_WORK REQUIRED_
Starting at the line that contains "The client would like the blue wheelchair", set down each line exactly until the records end, keeping both ends and adding nothing.

_Stored data_

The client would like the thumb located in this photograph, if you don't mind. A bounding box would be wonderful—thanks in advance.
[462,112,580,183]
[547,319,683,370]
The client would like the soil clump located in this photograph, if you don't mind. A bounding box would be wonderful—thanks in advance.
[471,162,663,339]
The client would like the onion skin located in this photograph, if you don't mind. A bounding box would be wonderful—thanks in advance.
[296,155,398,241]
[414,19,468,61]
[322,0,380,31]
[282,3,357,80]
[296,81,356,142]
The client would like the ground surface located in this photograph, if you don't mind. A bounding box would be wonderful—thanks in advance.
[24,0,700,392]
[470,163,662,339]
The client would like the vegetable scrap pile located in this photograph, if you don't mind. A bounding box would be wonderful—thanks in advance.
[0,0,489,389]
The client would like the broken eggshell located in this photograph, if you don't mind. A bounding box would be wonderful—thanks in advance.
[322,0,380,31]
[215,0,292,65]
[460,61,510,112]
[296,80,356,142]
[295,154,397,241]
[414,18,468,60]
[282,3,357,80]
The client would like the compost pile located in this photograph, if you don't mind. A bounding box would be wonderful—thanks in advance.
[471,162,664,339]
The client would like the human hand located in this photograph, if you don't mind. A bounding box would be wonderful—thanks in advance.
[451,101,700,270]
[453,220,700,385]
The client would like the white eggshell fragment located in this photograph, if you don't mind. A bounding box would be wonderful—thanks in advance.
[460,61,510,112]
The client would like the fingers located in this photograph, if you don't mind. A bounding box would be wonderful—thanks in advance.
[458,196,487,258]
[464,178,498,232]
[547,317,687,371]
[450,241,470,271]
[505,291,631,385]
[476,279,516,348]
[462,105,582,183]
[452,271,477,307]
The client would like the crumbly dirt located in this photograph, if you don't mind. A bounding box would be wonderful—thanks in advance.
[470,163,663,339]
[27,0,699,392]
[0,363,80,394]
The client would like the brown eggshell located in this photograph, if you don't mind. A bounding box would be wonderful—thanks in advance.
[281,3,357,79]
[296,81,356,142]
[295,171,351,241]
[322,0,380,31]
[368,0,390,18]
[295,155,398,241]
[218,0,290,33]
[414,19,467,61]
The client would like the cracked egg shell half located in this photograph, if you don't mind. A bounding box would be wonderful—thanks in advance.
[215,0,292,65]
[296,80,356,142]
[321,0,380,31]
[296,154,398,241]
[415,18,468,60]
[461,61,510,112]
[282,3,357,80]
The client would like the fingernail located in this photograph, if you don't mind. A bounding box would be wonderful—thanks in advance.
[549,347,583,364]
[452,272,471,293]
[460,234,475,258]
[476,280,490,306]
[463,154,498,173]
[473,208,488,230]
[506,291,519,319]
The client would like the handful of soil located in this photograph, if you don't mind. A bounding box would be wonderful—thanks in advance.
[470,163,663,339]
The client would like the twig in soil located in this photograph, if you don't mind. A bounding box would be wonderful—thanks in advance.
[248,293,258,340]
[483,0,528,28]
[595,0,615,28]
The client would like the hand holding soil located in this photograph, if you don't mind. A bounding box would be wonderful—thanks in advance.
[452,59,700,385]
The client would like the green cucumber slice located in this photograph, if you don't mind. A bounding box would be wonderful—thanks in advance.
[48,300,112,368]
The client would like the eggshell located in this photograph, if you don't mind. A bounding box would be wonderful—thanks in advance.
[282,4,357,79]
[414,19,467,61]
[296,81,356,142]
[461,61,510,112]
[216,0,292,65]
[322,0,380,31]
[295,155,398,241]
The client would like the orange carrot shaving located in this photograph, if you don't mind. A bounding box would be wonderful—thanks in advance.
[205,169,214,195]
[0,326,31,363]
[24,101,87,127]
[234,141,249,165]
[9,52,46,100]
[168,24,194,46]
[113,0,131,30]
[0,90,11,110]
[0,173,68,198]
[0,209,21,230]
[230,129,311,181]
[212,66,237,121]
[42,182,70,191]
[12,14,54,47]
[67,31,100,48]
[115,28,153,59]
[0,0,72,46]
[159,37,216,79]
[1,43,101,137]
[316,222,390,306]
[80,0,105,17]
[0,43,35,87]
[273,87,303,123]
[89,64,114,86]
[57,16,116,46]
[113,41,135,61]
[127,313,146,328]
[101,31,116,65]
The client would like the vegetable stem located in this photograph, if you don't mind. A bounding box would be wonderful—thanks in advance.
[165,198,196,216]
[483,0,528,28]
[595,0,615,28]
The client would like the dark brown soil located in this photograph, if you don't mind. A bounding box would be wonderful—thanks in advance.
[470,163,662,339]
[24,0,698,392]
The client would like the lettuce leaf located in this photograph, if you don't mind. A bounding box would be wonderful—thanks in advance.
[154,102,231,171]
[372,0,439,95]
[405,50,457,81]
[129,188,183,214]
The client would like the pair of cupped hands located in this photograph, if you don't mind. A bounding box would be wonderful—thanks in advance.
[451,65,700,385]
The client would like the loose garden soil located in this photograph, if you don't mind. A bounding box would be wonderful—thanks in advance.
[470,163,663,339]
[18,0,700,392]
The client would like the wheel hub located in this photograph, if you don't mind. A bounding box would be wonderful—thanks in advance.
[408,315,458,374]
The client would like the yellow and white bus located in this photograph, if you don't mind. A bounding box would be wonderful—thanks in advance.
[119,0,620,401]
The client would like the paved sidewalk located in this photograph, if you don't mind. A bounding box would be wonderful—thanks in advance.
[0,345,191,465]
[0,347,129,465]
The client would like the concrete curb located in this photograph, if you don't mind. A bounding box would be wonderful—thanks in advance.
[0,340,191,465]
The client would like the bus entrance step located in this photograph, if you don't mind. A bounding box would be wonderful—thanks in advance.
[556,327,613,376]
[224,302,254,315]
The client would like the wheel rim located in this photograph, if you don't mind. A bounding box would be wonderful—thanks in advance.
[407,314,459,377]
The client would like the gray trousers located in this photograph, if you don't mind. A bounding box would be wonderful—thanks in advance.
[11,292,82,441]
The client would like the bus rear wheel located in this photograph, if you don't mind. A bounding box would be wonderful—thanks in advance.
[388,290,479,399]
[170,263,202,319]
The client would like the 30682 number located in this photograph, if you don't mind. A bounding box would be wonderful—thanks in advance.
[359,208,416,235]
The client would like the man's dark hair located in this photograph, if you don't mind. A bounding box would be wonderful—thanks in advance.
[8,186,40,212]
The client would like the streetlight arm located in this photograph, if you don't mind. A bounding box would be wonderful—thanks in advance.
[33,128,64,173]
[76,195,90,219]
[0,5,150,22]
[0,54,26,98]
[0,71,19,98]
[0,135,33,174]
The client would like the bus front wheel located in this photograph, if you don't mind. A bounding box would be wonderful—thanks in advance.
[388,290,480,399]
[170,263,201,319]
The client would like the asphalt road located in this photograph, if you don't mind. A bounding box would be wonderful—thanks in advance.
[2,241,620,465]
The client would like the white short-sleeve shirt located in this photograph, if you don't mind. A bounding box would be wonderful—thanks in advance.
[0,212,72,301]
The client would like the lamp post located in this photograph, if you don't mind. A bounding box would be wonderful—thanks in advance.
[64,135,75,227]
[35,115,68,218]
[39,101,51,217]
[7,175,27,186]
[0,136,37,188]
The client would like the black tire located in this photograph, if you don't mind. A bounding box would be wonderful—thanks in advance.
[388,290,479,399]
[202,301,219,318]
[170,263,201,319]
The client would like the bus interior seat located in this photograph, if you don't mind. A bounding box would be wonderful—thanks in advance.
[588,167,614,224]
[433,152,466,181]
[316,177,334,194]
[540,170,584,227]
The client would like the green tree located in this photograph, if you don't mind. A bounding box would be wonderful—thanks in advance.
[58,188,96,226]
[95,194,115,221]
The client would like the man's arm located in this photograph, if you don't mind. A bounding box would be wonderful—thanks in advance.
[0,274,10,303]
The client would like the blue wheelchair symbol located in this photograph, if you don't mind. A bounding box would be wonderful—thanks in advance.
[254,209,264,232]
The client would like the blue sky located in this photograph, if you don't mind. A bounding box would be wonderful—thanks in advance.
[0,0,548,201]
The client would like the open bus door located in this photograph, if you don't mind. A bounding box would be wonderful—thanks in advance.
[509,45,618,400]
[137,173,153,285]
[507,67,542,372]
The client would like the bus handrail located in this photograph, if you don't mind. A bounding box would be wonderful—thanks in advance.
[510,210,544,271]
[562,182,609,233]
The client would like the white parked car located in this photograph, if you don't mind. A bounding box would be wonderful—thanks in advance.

_OUTPUT FOR THIS EXERCISE_
The client would like the blue wheelchair symbol located in this photograph, if you don't mind. A bounding box would be wonderful—thanks in advance.
[254,209,264,232]
The client would like the blue sky located in this photograph, if you don't mind. A bounding box would be wonderful—thanks in advance.
[0,0,548,201]
The client would like the open bus door located in this photograph, if you don't mind. A bounding box would be wonderful—thanks in advance.
[509,45,618,400]
[137,173,153,285]
[507,67,542,372]
The client would like the bus handrail located in this photograph, if you don't mind. A bounding box would be wonderful—thanks in advance.
[510,210,544,271]
[562,182,609,233]
The client would like the white parked car located in this photograph, if you don't mind. A bounding box would be wonderful—thanks in advance.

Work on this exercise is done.